Apart from a worthy charity benefiting, there were other pluses of Bernie losing to Biden in the last race as candidate: Sanders surrounds himself with an ultra-progressive crowd that I prefer not to be sitting in the White House – and what would we have done last week without Bernie’s mittens to distract us? It was a handy diversion.
WHILE MILLIONS of people were busy looking for Sanders like a global game of “Where’s Wally?” or “Where’s Waldo?” – and, yes, he did appear in a Twitter version of the children’s puzzle – there were some burning issues going on in the real world.
The US, the world’s only nominal superpower, is not the only society that is divided. The pandemic has brought out the best and the worst in people in the global village.
Sadly, we’ve become used to scenes of rioting in the US – both far-Left and far-Right. However, footage of the violent rampages in Rotterdam don’t fit in with the image of the laid-back Dutch. It would be wise to watch what is going on in Europe as it struggles to cope with coronavirus. The Netherlands, incidentally, goes to the polls a few days before Israel holds (yet another) general election in March.
In Israel, the rioting in extremist ultra-Orthodox communities became the focus of attention. The violence is inexcusable. It was noteworthy, however, that Yisrael Beytenu head Avigdor Liberman – he who called for people to use their commonsense and carry on meeting rather than abide by the regulations in the first coronavirus lockdown – and Ron Huldai, Tel Aviv mayor and head of the newly formed The Israelis Party – who declared that cultural institutions in his city would open despite Health Ministry rulings – were among the first to accuse “the haredim” as a whole of spreading the disease. (And not a word about the demonstrators still meeting en masse outside the Prime Minister’s Residence.)
Even Bernie’s mittens wouldn’t be able to hide their pointing fingers.
Not for the first time, I found myself singing Tom Lehrer’s “National Brotherhood Week”:
“Oh, the white folks
Hate the black folks.
And the black folks,
Hate the white folks
To hate all but the right folks
Is an old established rule....
“Oh, the poor folks, hate the rich folks
And the rich folks hate the poor folks.

▸ **Data extract**:

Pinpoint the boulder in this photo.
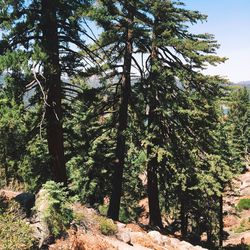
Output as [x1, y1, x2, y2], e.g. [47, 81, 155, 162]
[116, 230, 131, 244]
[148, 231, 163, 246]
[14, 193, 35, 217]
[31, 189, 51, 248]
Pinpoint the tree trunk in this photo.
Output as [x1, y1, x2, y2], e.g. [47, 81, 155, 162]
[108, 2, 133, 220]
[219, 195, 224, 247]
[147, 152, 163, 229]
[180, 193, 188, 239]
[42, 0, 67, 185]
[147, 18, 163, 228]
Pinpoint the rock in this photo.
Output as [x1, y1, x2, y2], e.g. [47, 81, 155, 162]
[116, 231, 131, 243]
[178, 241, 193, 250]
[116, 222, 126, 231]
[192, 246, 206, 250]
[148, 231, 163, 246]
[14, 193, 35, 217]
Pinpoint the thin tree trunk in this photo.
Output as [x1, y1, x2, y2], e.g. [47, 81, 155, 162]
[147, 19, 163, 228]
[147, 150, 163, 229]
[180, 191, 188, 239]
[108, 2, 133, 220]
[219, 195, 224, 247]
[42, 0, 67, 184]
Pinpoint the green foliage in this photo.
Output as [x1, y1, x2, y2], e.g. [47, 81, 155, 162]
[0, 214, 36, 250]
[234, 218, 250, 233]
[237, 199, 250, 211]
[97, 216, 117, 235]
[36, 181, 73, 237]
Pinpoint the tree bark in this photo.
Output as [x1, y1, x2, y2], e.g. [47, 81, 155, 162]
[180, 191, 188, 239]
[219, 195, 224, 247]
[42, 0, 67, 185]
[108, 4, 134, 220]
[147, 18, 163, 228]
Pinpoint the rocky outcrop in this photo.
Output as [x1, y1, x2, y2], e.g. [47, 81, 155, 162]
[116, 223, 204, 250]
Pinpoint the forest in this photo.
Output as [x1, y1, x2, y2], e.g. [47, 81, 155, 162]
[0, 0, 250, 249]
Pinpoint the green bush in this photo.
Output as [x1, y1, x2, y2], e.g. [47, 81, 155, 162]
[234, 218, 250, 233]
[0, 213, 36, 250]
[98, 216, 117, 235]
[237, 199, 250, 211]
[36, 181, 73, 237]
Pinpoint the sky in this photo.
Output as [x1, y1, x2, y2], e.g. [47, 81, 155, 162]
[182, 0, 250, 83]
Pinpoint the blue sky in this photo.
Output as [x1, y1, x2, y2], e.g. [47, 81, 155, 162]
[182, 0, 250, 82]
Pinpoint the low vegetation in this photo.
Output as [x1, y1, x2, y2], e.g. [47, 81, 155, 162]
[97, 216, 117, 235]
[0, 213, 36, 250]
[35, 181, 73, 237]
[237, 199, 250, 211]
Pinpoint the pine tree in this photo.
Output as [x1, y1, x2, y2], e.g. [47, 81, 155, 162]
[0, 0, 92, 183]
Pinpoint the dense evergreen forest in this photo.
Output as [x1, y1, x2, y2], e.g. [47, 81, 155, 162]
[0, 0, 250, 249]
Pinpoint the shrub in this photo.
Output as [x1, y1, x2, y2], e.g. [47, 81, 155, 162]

▸ **Task item A**:
Answer these questions from the column on Bernie Sanders's mittens and pandemic-era rioting, one per line:
(i) In which city were the violent rampages that the column says don't fit the image of the laid-back Dutch?
(ii) Who is the Tel Aviv mayor named in the column?
(iii) What song does the writer say they found themselves singing?
▸ **Task item B**:
Return the part of the column on Bernie Sanders's mittens from "WHILE MILLIONS of" to "the global village.".
▸ **Task item C**:
Resume the column on Bernie Sanders's mittens and pandemic-era rioting from its final line.

▸ **Answer area A**:
(i) Rotterdam
(ii) Ron Huldai
(iii) Tom Lehrer's "National Brotherhood Week"

▸ **Answer area B**:
WHILE MILLIONS of people were busy looking for Sanders like a global game of “Where’s Wally?” or “Where’s Waldo?” – and, yes, he did appear in a Twitter version of the children’s puzzle – there were some burning issues going on in the real world.
The US, the world’s only nominal superpower, is not the only society that is divided. The pandemic has brought out the best and the worst in people in the global village.

▸ **Answer area C**:
All of my folks hate all of your folks.
It’s American as apple pie...
“Oh the Protestants hate the Catholics,
And the Catholics hate the Protestants;
The Hindus hate the Muslims
And everyone hates the Jews.”
I wonder if a social satirist like Lehrer could get away with poking the “woke” in today’s politically-correct world. And whatever happens next in the US, you can be sure that PC is bouncing back with a vengeance in the post-Trump administration. Bernie Sanders’ mittens notwithstanding, this is an era for kid gloves when it comes to sensitivities.
“Stand up and shake the hand of/ Someone you can’t stand/ You can tolerate him if you try,” sang Lehrer. Today, he would probably be lambasted for using terminology that is not gender neutral and not bowing to preferred self-pronouns.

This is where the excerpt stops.